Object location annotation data

=-=-=

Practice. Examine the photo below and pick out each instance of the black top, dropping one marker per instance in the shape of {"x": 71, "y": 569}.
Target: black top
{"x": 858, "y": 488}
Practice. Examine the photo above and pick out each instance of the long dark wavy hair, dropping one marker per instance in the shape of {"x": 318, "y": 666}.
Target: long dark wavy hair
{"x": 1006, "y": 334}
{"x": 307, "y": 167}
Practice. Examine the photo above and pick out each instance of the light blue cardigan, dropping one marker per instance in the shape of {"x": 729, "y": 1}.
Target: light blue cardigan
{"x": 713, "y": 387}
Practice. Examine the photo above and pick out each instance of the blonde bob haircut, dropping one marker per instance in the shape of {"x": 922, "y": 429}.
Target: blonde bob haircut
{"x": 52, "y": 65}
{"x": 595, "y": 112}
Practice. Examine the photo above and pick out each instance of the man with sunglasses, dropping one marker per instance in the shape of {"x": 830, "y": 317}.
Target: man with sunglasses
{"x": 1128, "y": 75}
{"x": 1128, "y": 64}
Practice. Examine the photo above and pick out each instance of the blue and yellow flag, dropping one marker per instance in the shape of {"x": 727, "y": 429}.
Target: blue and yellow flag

=-=-=

Problem details —
Write out every entry again, keeping each line exactly the same.

Worked solution —
Practice. Examine the photo below and pick out each instance of the black top, dropping one marker per instance in the shape of {"x": 71, "y": 569}.
Target: black top
{"x": 858, "y": 488}
Practice. Examine the photo above and pick out each instance of the long dark wavy hair, dropping one marker per instance in the shape of {"x": 318, "y": 666}.
Target: long dark wavy hair
{"x": 1006, "y": 334}
{"x": 307, "y": 167}
Practice. Examine the photo above and pick out each instance of the light blue cardigan, dropping one marker per instance in the shape of {"x": 729, "y": 1}.
Target: light blue cardigan
{"x": 713, "y": 387}
Practice. Examine the photo above and pick out each instance of the blonde bob haircut, dropping one marker per instance in the shape of {"x": 922, "y": 429}.
Target: blonde bob haircut
{"x": 52, "y": 65}
{"x": 595, "y": 112}
Practice. Examine the photo above and pick out each instance of the man with sunglasses, dropping one marker per instance in the shape of {"x": 830, "y": 317}.
Target: man with sunglasses
{"x": 1128, "y": 75}
{"x": 1128, "y": 64}
Practice. Examine the photo above and pick out each instance of the blue and yellow flag, dropping one marker per instance in the shape of {"x": 727, "y": 429}.
Target: blue and yellow flag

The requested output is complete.